/---

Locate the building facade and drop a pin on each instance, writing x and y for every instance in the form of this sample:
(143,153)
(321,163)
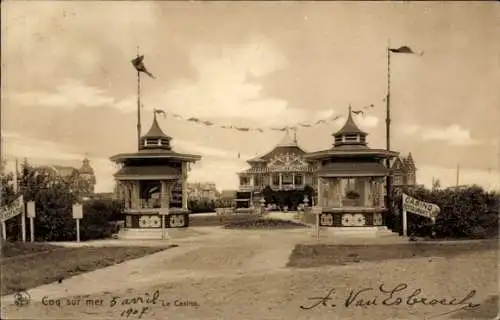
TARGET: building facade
(202,190)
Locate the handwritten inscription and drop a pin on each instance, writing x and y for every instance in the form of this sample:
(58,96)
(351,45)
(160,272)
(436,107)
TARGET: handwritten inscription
(136,306)
(390,296)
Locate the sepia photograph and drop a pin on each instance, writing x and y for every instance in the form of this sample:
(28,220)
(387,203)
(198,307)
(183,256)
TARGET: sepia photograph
(250,160)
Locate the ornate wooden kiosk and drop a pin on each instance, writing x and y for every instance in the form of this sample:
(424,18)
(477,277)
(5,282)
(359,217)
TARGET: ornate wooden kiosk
(351,179)
(152,182)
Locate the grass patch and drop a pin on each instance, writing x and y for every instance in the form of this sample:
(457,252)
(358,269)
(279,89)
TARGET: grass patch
(308,256)
(265,224)
(52,263)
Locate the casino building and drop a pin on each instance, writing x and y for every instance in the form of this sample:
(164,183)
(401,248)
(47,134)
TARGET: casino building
(347,180)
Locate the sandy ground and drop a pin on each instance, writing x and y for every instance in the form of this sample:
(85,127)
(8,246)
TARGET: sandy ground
(228,274)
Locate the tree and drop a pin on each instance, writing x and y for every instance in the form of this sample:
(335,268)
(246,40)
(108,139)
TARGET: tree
(436,184)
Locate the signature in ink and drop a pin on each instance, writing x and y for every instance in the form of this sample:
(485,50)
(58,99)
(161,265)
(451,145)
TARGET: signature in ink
(391,296)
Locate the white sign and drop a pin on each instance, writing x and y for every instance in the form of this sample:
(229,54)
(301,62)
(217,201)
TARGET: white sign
(12,210)
(77,211)
(424,209)
(31,209)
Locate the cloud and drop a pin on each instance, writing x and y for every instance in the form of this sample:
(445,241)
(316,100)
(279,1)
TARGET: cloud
(42,152)
(453,134)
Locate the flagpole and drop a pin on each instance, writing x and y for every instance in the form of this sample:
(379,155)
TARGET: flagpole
(138,105)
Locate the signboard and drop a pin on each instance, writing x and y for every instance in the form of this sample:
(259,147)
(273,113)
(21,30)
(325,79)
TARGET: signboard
(12,210)
(424,209)
(31,209)
(77,211)
(316,210)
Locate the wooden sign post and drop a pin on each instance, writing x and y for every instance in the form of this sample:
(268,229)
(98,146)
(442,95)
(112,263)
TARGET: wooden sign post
(163,212)
(77,215)
(317,212)
(31,214)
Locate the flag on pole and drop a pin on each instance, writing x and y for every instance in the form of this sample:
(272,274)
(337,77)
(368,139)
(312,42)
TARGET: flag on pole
(404,49)
(138,64)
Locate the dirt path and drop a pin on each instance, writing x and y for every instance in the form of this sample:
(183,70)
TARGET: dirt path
(243,276)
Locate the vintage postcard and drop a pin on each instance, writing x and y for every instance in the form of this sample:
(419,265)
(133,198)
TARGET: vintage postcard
(250,160)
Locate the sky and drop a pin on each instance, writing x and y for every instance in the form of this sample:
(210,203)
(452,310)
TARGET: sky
(69,89)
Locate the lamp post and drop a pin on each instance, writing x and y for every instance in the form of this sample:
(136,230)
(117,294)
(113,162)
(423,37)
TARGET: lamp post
(262,205)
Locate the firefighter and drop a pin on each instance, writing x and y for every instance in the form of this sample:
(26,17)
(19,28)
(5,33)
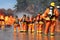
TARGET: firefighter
(27,20)
(31,24)
(2,22)
(37,21)
(6,20)
(41,22)
(16,24)
(24,23)
(50,16)
(11,20)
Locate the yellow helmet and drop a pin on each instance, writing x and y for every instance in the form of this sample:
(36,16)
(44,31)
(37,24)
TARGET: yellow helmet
(52,3)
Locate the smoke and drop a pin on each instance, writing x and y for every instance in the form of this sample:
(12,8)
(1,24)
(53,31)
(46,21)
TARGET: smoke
(20,14)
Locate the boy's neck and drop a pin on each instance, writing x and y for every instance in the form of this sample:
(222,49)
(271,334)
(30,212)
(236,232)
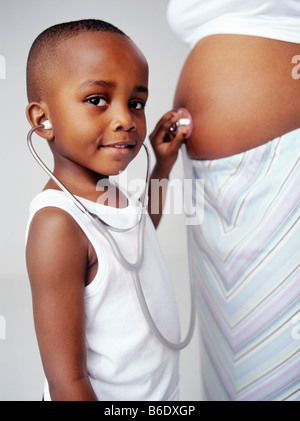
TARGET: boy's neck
(109,196)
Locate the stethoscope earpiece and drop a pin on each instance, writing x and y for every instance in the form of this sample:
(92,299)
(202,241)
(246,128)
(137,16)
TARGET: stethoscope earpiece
(47,125)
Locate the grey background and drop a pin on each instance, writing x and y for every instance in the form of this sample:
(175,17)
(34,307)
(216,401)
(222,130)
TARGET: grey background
(21,375)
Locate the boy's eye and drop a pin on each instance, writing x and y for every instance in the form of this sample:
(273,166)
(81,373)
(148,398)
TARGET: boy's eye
(137,105)
(97,100)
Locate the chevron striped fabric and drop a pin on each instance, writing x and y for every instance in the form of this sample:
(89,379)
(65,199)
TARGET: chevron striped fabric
(245,261)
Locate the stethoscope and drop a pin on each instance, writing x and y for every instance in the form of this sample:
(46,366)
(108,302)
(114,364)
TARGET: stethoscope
(105,229)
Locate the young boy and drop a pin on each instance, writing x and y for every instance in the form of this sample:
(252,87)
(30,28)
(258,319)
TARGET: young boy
(91,82)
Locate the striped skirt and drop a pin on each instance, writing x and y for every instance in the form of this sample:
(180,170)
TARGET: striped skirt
(245,257)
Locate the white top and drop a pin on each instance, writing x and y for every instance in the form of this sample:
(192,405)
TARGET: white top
(124,359)
(196,19)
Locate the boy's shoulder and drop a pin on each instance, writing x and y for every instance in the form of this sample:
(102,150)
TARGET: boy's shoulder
(54,230)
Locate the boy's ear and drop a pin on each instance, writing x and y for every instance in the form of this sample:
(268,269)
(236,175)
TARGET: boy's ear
(36,115)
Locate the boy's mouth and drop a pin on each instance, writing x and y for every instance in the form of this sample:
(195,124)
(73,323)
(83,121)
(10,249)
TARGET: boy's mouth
(119,145)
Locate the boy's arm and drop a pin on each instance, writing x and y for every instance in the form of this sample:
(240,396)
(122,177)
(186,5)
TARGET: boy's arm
(166,146)
(56,256)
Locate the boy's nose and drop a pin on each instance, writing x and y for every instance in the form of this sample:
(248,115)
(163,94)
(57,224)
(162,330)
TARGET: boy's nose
(123,120)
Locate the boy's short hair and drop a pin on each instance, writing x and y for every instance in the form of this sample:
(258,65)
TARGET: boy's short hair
(43,50)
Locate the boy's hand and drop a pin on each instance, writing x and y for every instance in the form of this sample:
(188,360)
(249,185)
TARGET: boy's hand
(166,143)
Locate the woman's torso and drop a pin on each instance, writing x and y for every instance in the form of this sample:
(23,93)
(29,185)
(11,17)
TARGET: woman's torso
(240,91)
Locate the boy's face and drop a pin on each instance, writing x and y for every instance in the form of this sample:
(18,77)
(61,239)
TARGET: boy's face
(96,103)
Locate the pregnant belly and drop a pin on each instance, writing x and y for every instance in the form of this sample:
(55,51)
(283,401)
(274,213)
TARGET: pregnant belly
(241,93)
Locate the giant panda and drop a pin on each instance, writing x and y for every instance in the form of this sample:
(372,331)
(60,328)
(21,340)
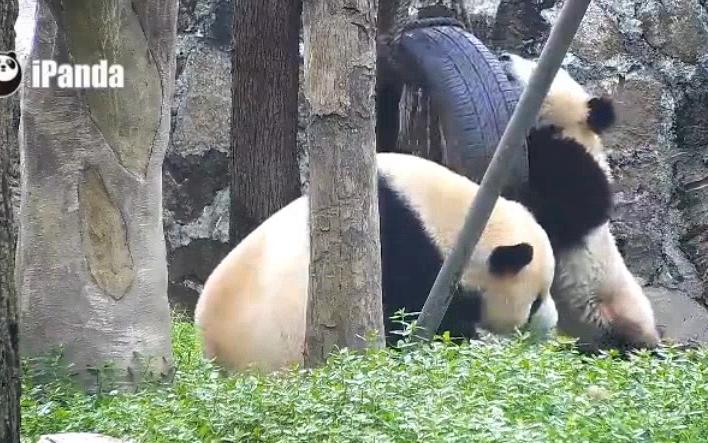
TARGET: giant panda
(598,299)
(251,312)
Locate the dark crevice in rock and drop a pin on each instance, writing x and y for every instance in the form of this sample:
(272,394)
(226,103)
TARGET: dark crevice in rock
(194,180)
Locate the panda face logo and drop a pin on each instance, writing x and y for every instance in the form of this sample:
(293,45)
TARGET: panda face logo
(10,74)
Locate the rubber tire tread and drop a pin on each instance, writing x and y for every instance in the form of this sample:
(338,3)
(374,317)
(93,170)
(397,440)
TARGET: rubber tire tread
(472,92)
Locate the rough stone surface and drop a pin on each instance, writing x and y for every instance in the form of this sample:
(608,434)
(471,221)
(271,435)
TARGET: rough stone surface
(196,169)
(681,319)
(80,437)
(651,55)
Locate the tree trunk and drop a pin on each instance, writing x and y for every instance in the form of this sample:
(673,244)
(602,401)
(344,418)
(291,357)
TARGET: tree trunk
(9,357)
(264,130)
(345,266)
(91,262)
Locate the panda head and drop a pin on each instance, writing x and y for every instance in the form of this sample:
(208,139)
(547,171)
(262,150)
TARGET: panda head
(567,106)
(506,283)
(9,67)
(515,292)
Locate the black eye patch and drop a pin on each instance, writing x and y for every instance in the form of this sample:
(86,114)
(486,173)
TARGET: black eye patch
(535,305)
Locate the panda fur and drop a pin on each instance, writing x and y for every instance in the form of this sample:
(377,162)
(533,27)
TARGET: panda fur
(598,299)
(251,312)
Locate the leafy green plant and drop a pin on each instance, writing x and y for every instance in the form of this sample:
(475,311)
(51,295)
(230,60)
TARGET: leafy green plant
(496,390)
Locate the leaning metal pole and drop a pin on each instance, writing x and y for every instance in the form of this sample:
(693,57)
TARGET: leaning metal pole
(521,121)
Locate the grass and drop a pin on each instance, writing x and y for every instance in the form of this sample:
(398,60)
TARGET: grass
(503,391)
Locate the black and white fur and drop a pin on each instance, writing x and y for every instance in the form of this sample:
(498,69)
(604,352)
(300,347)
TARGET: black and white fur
(252,310)
(598,299)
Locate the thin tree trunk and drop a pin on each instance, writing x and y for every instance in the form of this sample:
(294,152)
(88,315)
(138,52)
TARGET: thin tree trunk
(91,262)
(345,267)
(9,356)
(264,130)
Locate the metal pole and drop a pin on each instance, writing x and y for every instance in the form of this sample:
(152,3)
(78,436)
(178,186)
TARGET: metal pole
(521,121)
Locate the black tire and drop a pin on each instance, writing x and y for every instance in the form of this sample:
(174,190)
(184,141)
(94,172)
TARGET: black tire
(471,91)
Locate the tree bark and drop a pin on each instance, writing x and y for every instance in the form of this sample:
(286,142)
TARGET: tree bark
(265,110)
(345,267)
(91,262)
(9,356)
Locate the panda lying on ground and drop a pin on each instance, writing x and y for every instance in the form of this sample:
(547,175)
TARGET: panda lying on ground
(598,299)
(252,310)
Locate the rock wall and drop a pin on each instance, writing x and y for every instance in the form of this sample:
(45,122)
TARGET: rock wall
(651,55)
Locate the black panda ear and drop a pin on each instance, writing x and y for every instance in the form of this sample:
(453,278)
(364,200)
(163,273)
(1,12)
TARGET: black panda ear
(510,259)
(601,114)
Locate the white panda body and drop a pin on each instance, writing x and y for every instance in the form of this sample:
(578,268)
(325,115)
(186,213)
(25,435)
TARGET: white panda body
(251,312)
(598,298)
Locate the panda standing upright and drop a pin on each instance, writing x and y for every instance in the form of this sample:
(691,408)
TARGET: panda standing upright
(251,312)
(598,299)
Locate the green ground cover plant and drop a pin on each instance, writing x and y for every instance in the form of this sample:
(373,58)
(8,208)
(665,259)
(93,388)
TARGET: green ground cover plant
(506,390)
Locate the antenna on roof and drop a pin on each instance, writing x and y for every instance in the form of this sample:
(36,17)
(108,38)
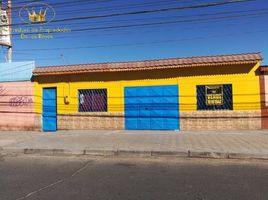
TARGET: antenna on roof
(63,59)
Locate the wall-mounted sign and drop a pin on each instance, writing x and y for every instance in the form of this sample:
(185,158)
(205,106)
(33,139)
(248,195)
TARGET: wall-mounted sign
(214,95)
(4,29)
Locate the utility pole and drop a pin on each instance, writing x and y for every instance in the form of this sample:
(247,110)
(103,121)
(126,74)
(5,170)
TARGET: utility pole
(10,30)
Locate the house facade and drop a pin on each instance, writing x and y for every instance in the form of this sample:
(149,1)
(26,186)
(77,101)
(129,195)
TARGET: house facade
(16,96)
(194,93)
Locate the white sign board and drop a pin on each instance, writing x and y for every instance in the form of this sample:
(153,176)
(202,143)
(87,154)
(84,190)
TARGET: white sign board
(4,28)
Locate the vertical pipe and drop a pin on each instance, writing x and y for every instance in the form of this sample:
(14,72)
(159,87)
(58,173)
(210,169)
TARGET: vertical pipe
(10,31)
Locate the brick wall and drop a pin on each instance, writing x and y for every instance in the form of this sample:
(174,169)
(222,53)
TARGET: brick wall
(220,120)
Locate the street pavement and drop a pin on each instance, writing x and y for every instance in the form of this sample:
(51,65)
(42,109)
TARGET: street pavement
(209,144)
(76,178)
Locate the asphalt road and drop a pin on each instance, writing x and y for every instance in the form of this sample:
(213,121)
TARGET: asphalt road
(55,178)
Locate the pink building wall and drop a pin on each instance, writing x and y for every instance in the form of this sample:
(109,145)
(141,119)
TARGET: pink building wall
(16,106)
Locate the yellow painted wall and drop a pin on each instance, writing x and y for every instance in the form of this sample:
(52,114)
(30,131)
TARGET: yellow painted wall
(244,80)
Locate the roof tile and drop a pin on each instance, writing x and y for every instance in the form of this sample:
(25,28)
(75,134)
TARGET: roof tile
(148,64)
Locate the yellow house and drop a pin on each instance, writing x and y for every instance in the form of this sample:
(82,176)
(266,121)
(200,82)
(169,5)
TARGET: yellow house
(194,93)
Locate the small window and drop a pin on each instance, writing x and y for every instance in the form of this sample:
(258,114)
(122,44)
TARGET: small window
(93,100)
(214,97)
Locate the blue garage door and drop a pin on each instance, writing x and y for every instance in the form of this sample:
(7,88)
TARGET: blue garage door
(49,114)
(152,108)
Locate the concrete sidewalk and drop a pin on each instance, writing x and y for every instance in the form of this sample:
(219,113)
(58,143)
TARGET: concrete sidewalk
(248,144)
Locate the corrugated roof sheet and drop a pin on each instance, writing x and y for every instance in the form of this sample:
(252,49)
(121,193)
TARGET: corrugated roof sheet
(150,64)
(264,68)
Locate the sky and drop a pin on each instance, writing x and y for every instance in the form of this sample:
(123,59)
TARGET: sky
(124,30)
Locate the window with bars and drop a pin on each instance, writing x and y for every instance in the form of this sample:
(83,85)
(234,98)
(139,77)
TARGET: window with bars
(92,100)
(214,97)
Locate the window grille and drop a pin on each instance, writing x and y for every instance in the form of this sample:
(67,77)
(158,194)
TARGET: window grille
(214,97)
(93,100)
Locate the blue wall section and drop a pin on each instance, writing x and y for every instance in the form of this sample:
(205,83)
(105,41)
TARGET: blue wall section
(152,108)
(16,71)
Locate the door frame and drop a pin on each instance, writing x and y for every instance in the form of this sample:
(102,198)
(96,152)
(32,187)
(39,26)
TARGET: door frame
(178,101)
(55,105)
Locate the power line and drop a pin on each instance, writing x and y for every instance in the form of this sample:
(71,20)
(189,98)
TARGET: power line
(155,23)
(194,6)
(138,44)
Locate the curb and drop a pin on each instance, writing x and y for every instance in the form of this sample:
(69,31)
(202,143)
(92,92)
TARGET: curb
(131,153)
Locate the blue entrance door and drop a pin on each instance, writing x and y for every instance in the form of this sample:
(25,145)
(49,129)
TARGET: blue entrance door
(152,108)
(49,114)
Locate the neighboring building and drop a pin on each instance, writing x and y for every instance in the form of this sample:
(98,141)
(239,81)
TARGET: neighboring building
(195,93)
(264,95)
(16,96)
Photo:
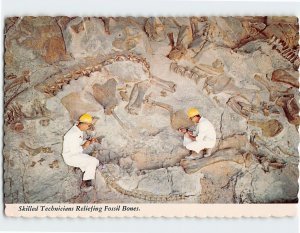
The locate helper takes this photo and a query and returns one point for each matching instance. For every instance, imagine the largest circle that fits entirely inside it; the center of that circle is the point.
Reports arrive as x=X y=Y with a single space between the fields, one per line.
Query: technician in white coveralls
x=202 y=138
x=73 y=155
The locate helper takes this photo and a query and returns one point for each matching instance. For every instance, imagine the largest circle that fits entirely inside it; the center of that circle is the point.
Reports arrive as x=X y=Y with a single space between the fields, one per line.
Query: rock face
x=138 y=77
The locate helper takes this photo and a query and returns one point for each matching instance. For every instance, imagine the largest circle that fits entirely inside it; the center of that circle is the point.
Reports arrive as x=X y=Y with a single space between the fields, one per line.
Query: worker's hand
x=86 y=144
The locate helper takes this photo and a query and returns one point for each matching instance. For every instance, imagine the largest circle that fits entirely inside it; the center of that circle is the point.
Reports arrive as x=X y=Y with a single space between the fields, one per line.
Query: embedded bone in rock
x=241 y=106
x=178 y=118
x=199 y=28
x=71 y=55
x=232 y=155
x=127 y=39
x=167 y=85
x=106 y=95
x=284 y=77
x=270 y=128
x=183 y=40
x=136 y=97
x=76 y=106
x=145 y=160
x=290 y=108
x=155 y=29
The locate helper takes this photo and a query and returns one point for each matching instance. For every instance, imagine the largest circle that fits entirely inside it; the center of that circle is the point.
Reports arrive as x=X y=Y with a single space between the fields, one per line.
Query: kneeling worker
x=73 y=155
x=202 y=138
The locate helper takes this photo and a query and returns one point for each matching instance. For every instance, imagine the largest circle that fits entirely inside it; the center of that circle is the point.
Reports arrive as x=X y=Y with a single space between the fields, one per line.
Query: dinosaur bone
x=227 y=155
x=166 y=85
x=178 y=118
x=136 y=97
x=290 y=108
x=270 y=128
x=274 y=91
x=241 y=106
x=55 y=83
x=288 y=53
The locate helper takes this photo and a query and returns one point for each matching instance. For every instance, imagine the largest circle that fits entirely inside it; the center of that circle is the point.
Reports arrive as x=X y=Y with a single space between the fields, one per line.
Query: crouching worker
x=73 y=155
x=202 y=139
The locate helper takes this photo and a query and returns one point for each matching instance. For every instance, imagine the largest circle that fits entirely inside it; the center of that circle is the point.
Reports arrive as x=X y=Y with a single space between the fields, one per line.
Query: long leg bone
x=177 y=118
x=231 y=155
x=241 y=106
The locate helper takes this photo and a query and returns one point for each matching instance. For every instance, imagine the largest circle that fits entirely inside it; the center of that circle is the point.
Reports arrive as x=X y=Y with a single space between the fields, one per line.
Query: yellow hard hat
x=86 y=118
x=193 y=112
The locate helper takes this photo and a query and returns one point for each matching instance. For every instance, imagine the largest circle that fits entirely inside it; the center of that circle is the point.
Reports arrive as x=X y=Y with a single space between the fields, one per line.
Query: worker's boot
x=86 y=186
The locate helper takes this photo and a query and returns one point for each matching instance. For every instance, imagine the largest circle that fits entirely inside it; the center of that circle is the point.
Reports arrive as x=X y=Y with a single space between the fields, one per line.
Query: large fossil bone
x=283 y=48
x=155 y=29
x=290 y=108
x=270 y=128
x=166 y=85
x=274 y=91
x=237 y=141
x=199 y=28
x=18 y=81
x=180 y=49
x=53 y=84
x=223 y=83
x=106 y=96
x=178 y=118
x=136 y=97
x=241 y=106
x=112 y=182
x=227 y=155
x=76 y=106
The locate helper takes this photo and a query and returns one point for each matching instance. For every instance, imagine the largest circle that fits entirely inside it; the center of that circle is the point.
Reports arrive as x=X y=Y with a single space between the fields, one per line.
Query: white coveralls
x=73 y=153
x=205 y=136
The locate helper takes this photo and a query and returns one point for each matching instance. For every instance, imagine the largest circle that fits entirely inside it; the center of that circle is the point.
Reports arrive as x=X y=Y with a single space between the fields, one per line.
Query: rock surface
x=138 y=76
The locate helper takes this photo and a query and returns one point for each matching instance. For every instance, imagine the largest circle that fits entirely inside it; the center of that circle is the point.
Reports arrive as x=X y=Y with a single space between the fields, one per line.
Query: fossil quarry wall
x=138 y=76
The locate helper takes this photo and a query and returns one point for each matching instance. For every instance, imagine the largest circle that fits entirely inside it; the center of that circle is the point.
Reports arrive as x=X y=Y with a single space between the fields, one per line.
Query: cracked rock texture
x=137 y=76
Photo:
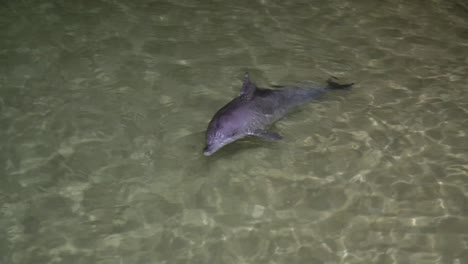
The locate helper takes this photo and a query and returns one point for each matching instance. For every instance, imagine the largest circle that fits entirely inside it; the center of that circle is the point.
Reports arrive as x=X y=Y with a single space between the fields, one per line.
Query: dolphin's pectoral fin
x=267 y=135
x=248 y=88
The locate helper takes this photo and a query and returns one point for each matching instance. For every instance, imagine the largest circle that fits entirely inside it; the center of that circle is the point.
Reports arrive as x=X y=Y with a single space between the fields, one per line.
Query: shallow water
x=104 y=105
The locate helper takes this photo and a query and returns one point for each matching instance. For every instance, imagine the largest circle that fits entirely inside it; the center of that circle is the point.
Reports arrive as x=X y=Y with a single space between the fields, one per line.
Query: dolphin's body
x=254 y=110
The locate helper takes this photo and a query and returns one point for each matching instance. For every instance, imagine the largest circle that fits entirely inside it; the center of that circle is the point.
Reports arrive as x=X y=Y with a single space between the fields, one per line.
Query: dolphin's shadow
x=242 y=145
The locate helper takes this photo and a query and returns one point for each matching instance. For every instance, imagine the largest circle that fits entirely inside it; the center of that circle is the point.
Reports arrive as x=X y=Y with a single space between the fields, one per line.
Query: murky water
x=104 y=105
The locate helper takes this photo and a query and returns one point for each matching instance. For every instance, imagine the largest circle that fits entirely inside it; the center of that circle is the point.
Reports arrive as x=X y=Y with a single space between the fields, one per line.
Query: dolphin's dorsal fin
x=248 y=88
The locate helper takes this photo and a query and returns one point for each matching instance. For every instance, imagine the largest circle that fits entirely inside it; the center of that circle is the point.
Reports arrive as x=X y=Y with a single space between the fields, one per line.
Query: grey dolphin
x=254 y=110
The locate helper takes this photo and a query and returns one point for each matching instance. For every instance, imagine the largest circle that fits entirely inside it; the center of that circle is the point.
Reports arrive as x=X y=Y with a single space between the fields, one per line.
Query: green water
x=103 y=107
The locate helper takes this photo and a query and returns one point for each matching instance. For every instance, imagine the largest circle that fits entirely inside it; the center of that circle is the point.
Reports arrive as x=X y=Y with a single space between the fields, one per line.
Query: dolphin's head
x=217 y=136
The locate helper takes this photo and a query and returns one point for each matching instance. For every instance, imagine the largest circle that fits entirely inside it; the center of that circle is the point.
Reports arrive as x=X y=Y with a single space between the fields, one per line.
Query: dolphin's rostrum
x=254 y=110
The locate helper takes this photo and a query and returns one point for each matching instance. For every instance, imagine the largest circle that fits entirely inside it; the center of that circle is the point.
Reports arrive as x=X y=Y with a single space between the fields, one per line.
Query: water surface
x=103 y=106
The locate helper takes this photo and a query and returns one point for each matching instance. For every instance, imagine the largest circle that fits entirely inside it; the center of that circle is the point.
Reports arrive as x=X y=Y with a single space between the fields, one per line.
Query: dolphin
x=255 y=109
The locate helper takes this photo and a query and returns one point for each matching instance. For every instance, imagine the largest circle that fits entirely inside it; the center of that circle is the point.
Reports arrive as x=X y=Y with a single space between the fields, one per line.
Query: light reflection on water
x=103 y=109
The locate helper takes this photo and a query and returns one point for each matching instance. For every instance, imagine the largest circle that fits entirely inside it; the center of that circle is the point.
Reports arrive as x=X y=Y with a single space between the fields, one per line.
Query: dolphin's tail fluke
x=331 y=85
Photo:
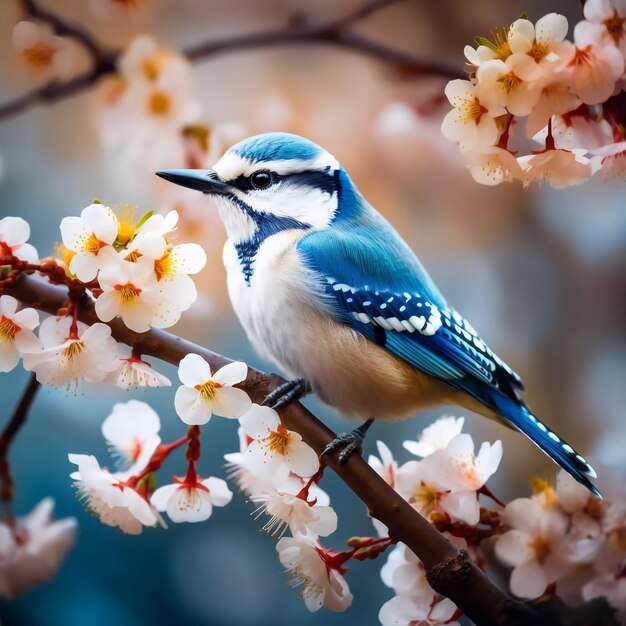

\---

Requirement - Please pick out every line in the listing above that contains the word "striped" and copy each of those lines in full.

Complete response -
Locate the chevron striped fabric and drop a pin on each instance, writing x and y for every instance in the form of this sample:
TARGET: chevron striped fabric
Locate the striped skirt and drop a pin on each instance, writing x and y for every instance in the form of this sample:
TARGET: striped skirt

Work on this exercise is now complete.